EXTRAIT CHOISI:
Si les conditions politiques définissent la géographie de la traduction, les conditions idéologiques permettent d’ajouter, à côté des littératures des républiques soviétiques et de celles du bloc soviétique, des textes d’autres littératures mondiales afin d’assurer la légitimité de la cohabitation des différentes nations, une des idées fondamentales de l’idéologie soviétique. C’est pourquoi les anthologies d’œuvres poétiques sont très nombreuses et semblent bienvenues.

Malgré la popularité de ce genre de publications, certains projets n’aboutissent pas et finissent dans les archives du KGB, c’est le cas notamment de deux anthologies de la poésie française contemporaine : la première, sous la rédaction de M. Zerov et de S. Savtchenko, ne vit pas le jour dans les années 1930 ; la deuxième fut condamnée, comme l’explique un des rédacteurs de l’édition, E. Kruba (H. Kotchour en était le deuxième), en 1968, à la suite de l’invasion soviétique de Prague[5].

CONSIGNE:
Prolongez le texte sur la traduction et les anthologies poétiques à l'époque soviétique, en reprenant juste après sa dernière phrase.

MATÉRIEL PRÉSENTÉ:

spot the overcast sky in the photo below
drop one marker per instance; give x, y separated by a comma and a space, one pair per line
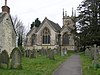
29, 10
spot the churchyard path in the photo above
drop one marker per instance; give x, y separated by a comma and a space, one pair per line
71, 66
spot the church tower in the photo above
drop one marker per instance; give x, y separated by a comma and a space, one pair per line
65, 17
5, 8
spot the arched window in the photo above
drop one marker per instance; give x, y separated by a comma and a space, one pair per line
65, 40
46, 36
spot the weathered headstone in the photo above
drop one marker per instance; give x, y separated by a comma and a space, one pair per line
63, 51
4, 59
33, 53
55, 51
95, 62
16, 59
87, 51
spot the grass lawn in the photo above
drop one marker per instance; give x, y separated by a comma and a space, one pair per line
86, 66
36, 66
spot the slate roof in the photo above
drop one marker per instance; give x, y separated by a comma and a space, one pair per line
2, 15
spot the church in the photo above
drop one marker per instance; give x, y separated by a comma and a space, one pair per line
7, 31
50, 35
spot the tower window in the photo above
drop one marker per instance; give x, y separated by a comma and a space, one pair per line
46, 36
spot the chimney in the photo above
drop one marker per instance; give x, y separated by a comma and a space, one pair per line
5, 8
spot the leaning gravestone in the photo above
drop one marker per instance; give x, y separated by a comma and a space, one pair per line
28, 53
33, 53
16, 59
4, 59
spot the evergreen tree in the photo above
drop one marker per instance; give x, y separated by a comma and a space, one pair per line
89, 21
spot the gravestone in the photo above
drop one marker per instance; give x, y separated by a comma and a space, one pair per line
87, 51
4, 59
16, 59
55, 51
64, 52
43, 51
95, 62
28, 53
33, 53
50, 54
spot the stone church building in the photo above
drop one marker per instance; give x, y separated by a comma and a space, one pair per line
7, 31
51, 35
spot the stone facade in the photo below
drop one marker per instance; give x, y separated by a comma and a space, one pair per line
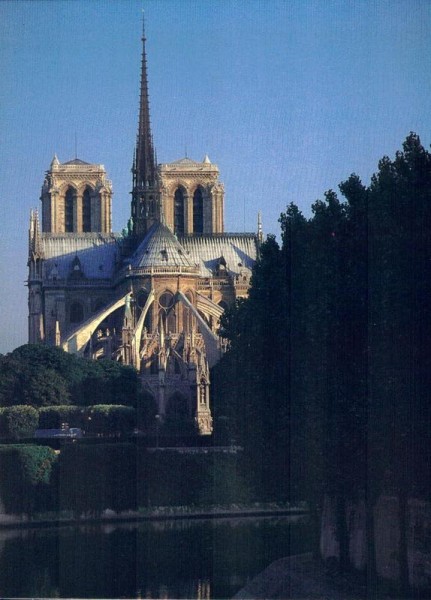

RÉSULTAT CI-DESSOUS:
Comme le précise Anatole Perepadia, « à l’époque soviétique, on autorisait à traduire les auteurs de l’Europe Occidentale seulement à Moscou, on se méfiait des Kiéviens »[6]. Les traducteurs de Kiev devaient donc chercher à se procurer autrement des œuvres originales. Dans ce contexte le rôle qu’a joué Ivan Salyk[7] est inestimable : ce simple amateur enthousiaste, originaire d’une petite ville proche de Lviv, fournissait aux traducteurs ukrainiens des textes originaux, obtenus directement auprès des auteurs étrangers avec lesquels il entretenait une correspondance. Par la suite, Ivan Salyk entame des correspondances pour obtenir des œuvres à la demande des traducteurs : ainsi il procure à Ivan Dzioub (né en 1934), physicien, traducteur et diplomate, plusieurs textes en langue japonaise.

4.2.7. Quels sont les écarts entre la date de parution d’une œuvre dans la langue originale et sa traduction ?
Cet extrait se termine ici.